# [STATED PROBLEM]
Please begin at the line that has "like x=320, y=199." and stop at the end of the data, then repeat those lines with "spiky seed head" swapped for "prickly seed head" and everything else left as is.

_ _ _ _ _ _ _

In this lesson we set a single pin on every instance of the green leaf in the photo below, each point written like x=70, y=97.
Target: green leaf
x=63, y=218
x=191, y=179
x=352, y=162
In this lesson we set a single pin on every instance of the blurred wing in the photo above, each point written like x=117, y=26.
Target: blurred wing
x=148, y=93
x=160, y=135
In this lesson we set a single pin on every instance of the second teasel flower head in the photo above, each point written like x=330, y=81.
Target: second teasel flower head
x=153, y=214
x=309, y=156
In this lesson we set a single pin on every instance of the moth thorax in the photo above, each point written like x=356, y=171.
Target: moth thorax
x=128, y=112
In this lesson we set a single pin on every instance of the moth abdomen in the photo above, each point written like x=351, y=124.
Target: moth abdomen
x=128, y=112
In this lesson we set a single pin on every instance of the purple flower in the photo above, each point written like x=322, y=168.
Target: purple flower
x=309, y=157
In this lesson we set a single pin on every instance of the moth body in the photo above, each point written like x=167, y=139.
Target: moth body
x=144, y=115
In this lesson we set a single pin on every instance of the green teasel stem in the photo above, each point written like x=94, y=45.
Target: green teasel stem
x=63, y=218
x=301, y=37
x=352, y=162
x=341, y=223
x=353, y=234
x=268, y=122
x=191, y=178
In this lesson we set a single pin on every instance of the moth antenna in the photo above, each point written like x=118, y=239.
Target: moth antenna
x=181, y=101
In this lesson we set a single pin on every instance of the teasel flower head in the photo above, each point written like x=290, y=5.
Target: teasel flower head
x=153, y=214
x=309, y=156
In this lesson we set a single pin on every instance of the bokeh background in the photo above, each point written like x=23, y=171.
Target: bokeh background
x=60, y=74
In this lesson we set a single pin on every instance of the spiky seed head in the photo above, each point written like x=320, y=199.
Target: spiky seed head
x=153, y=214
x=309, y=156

_ _ _ _ _ _ _

# [SOLUTION FOR THIS PROBLEM]
In this lesson we set a single pin on every instance of the prickly seed head in the photo above, each point written like x=320, y=199.
Target: prickly seed head
x=153, y=214
x=309, y=156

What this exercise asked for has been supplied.